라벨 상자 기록
------------------------------------------------
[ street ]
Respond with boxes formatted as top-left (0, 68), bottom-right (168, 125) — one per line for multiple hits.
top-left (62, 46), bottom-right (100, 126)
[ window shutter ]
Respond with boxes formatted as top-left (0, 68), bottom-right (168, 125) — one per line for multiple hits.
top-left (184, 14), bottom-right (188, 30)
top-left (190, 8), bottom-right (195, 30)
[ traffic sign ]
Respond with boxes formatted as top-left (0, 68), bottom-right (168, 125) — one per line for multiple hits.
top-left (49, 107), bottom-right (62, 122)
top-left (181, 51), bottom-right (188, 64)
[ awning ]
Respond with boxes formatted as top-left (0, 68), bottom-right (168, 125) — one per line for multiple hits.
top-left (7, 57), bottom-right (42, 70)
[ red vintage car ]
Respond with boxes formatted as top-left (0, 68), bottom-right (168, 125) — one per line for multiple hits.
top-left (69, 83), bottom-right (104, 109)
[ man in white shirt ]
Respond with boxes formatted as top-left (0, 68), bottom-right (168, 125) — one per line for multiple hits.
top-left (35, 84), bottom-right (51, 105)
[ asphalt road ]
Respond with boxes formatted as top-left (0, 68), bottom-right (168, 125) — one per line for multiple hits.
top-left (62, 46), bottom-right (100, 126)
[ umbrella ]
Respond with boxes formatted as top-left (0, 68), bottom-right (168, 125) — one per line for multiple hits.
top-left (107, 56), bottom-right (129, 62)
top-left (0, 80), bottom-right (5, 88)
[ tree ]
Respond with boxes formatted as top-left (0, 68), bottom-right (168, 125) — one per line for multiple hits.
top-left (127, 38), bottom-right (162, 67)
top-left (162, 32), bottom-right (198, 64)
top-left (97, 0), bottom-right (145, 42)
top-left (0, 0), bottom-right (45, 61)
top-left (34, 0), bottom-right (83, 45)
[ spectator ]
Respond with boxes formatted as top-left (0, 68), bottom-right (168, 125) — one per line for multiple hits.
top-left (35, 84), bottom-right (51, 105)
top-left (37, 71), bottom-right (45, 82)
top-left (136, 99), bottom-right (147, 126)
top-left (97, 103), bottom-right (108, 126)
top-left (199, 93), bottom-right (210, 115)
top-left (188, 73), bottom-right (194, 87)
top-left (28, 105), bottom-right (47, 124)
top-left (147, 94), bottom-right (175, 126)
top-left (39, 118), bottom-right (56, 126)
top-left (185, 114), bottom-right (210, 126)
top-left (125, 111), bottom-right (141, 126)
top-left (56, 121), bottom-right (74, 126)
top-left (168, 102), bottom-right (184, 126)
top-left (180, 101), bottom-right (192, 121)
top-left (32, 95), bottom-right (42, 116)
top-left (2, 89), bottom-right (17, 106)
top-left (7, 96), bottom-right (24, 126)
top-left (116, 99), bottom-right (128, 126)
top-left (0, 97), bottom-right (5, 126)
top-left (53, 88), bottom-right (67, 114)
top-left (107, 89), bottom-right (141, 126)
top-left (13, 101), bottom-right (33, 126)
------------------------------------------------
위 자료 전체를 처음부터 끝까지 한 글자도 바꾸지 말고 그대로 다시 적으세요.

[ street ]
Respond with boxes formatted as top-left (0, 68), bottom-right (168, 125) — one per line for multiple hits.
top-left (62, 46), bottom-right (100, 126)
[ window shutter ]
Respond with boxes formatted as top-left (0, 68), bottom-right (168, 125) — one per line for multiple hits.
top-left (184, 14), bottom-right (188, 30)
top-left (190, 8), bottom-right (195, 30)
[ traffic sign ]
Respond with boxes formatted as top-left (0, 68), bottom-right (168, 125) — one per line for multiple hits.
top-left (49, 107), bottom-right (62, 122)
top-left (181, 51), bottom-right (188, 64)
[ awning ]
Respond with boxes formatted as top-left (0, 68), bottom-right (168, 125) — one per line for multiple hits.
top-left (7, 57), bottom-right (42, 70)
[ red vintage car ]
Respond with boxes formatted as top-left (0, 68), bottom-right (168, 125) — one per line for multiple hits.
top-left (69, 83), bottom-right (104, 109)
[ man in white shirt ]
Respond with boxes formatted as top-left (0, 68), bottom-right (168, 125) — one per line for multiple hits.
top-left (35, 84), bottom-right (51, 105)
[ asphalt road ]
Respond with boxes formatted as top-left (0, 68), bottom-right (168, 125) — one per line for multiple hits.
top-left (62, 46), bottom-right (100, 126)
[ umbrella ]
Respond with boxes formatted as top-left (0, 68), bottom-right (168, 125) — one per line for multiple hits.
top-left (107, 56), bottom-right (129, 62)
top-left (0, 80), bottom-right (5, 88)
[ tree ]
Respond with boxes formatted as top-left (0, 68), bottom-right (168, 125) — one per line for multiple hits.
top-left (127, 38), bottom-right (162, 67)
top-left (162, 32), bottom-right (198, 64)
top-left (97, 0), bottom-right (145, 42)
top-left (0, 0), bottom-right (45, 61)
top-left (34, 0), bottom-right (83, 45)
[ spectator ]
Respond with boxes formatted as top-left (0, 68), bottom-right (168, 125) — one per line for multiple hits.
top-left (35, 84), bottom-right (51, 105)
top-left (37, 71), bottom-right (45, 82)
top-left (136, 99), bottom-right (147, 126)
top-left (97, 103), bottom-right (108, 126)
top-left (199, 93), bottom-right (210, 115)
top-left (188, 73), bottom-right (194, 87)
top-left (28, 105), bottom-right (47, 124)
top-left (147, 94), bottom-right (175, 126)
top-left (39, 118), bottom-right (56, 126)
top-left (185, 114), bottom-right (210, 126)
top-left (125, 111), bottom-right (141, 126)
top-left (56, 121), bottom-right (74, 126)
top-left (168, 102), bottom-right (184, 126)
top-left (180, 101), bottom-right (192, 121)
top-left (32, 95), bottom-right (42, 116)
top-left (2, 89), bottom-right (17, 106)
top-left (7, 96), bottom-right (24, 126)
top-left (116, 99), bottom-right (128, 126)
top-left (0, 97), bottom-right (5, 126)
top-left (53, 88), bottom-right (67, 114)
top-left (107, 89), bottom-right (141, 126)
top-left (13, 101), bottom-right (33, 126)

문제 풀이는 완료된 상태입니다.